━━━ Entries supplied

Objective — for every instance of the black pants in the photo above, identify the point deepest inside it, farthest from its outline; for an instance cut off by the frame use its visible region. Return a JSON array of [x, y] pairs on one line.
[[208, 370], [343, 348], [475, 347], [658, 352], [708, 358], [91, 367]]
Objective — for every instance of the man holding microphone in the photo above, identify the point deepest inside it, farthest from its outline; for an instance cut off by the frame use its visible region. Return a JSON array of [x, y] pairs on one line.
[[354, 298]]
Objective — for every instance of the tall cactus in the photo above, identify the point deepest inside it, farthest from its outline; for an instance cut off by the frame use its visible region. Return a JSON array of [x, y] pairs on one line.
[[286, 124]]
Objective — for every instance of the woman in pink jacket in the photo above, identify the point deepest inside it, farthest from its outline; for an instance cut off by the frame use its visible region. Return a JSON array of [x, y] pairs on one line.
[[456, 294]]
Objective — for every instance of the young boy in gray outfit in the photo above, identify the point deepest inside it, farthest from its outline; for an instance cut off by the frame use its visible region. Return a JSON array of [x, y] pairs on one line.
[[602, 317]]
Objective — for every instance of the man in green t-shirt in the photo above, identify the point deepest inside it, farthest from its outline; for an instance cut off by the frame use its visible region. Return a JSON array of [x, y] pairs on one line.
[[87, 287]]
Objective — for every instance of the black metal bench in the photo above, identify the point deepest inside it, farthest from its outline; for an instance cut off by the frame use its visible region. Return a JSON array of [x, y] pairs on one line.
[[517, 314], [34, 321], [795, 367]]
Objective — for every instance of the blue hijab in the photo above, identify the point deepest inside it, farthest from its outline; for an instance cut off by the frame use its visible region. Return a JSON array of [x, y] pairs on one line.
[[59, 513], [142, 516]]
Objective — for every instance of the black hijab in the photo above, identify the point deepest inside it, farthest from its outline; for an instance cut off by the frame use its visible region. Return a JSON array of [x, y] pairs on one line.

━━━━━━

What you have to do
Using the material above, print every entry exactly as written.

Task solution
Objective — for every instance of the black pants in the photo above, identify the point deepest inside it, farthest from its outline; for an instance cut off by the frame use its visible region. Return a JSON array of [x, y] pairs on one line.
[[208, 370], [343, 348], [475, 347], [658, 352], [708, 358], [91, 367]]
Objective — for every instance of the man holding microphone in the photo above, identify the point deepest inside it, farthest from its outline; for an instance cut off by the frame use its visible region. Return a JSON array of [x, y] pairs on one line.
[[354, 298]]
Objective — for every instance of the tall cactus in the photo above, identify the point deepest inside it, farthest from its outline; for an instance cut off by the frame use its visible region. Return a JSON array of [x, y] pairs on one line.
[[286, 124]]
Objective — for every instance of the woman in pink jacket in the photo above, identify the point deepest inside it, farthest from its outline; for an instance cut off by the frame use its visible region. Return a JSON array of [x, y] pairs on one line.
[[456, 294]]
Objective — for every instance of the young boy in gray outfit in the photo above, identify the point deepest inside it, farthest from its outline; for an instance cut off by the frame use its visible region. Return a JSON array of [x, y] pairs on one line.
[[602, 317]]
Objective — for every instance of the man in green t-shirt in the photo above, identify the point deepest inside it, farthest from its outline; for an instance cut off by the frame use its visible region. Return a JSON array of [x, y] pairs on one line.
[[87, 287]]
Objective — for every instance of the black metal bench in the photo above, identify the point deepest inside it, farthest from its outline; for an instance cut off by the frame use its visible region. Return a JSON array of [x, y] pairs on one line.
[[517, 314], [34, 321], [795, 367]]
Objective — for every instance of the blue hijab in the photo above, identify the point deepest inside it, farthest from its outline; for an instance cut off by the frame use its visible region. Return a JSON array of [x, y] pairs on one line.
[[59, 513], [142, 516]]
Objective — for every instance of the black hijab in the photo above, identify the point deepest inside it, farthest from its outline; for an instance cut off by the frame use its visible region. Return a JSON array of [x, y] pairs on one line.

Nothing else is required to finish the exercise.